▸ WHAT IS BEING ASKED:
Exactly reproduce the lines beginning with the line that includes "green canal water." and ending with the last line of the data.

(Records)
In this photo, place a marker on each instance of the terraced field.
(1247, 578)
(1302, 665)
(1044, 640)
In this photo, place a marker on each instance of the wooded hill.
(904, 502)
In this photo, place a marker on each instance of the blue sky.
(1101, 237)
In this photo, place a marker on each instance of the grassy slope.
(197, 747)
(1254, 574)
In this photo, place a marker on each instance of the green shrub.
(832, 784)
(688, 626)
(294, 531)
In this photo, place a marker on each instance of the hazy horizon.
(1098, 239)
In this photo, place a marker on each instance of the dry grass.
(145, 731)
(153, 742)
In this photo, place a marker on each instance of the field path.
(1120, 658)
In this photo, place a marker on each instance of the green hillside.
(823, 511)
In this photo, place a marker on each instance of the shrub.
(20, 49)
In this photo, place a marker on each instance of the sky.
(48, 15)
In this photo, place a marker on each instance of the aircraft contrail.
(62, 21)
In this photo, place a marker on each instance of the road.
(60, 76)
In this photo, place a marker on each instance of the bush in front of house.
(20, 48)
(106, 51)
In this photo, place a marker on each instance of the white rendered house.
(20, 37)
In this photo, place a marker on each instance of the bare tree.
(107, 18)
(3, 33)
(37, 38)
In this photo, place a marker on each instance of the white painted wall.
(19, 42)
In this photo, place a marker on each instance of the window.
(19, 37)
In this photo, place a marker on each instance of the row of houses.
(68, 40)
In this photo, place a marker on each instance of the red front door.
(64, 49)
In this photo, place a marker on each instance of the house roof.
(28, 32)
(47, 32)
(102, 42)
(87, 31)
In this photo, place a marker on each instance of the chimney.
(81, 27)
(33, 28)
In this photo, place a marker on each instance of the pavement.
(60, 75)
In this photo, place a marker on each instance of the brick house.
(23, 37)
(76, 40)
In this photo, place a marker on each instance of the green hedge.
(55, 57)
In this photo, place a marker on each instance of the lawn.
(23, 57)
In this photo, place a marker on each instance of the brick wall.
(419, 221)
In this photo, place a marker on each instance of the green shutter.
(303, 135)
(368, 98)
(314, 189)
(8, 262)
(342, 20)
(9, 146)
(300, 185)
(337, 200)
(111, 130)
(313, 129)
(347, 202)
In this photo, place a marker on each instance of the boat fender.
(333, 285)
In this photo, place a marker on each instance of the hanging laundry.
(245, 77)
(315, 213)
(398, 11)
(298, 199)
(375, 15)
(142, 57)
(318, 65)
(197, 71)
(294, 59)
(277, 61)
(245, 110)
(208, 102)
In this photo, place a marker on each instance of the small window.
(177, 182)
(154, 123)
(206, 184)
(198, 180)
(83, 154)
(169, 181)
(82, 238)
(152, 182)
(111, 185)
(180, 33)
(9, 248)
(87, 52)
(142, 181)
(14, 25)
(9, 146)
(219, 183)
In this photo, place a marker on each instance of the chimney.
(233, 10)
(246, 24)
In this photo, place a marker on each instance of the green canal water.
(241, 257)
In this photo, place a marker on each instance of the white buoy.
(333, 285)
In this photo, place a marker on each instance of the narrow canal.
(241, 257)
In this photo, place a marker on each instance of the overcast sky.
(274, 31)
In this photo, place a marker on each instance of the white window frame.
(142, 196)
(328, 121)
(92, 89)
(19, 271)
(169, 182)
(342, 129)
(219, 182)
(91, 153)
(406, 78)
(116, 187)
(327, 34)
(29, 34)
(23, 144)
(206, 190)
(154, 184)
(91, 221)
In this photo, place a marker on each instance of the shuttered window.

▸ EXPECTED OUTPUT:
In this photo, place a marker on each instance of the green canal water.
(241, 257)
In this photo, place a marker on each instance of the white buoy.
(333, 285)
In this photo, place a marker on each instance of the narrow canal.
(241, 257)
In this photo, place a marker on each instance of the overcast sky.
(274, 31)
In this photo, place a marker on each instance of the white window frame.
(142, 196)
(328, 121)
(92, 89)
(19, 271)
(169, 182)
(342, 129)
(219, 182)
(91, 153)
(406, 78)
(116, 187)
(327, 34)
(29, 34)
(23, 144)
(206, 190)
(154, 184)
(91, 221)
In this photo, place a marker on each instance of the shuttered window.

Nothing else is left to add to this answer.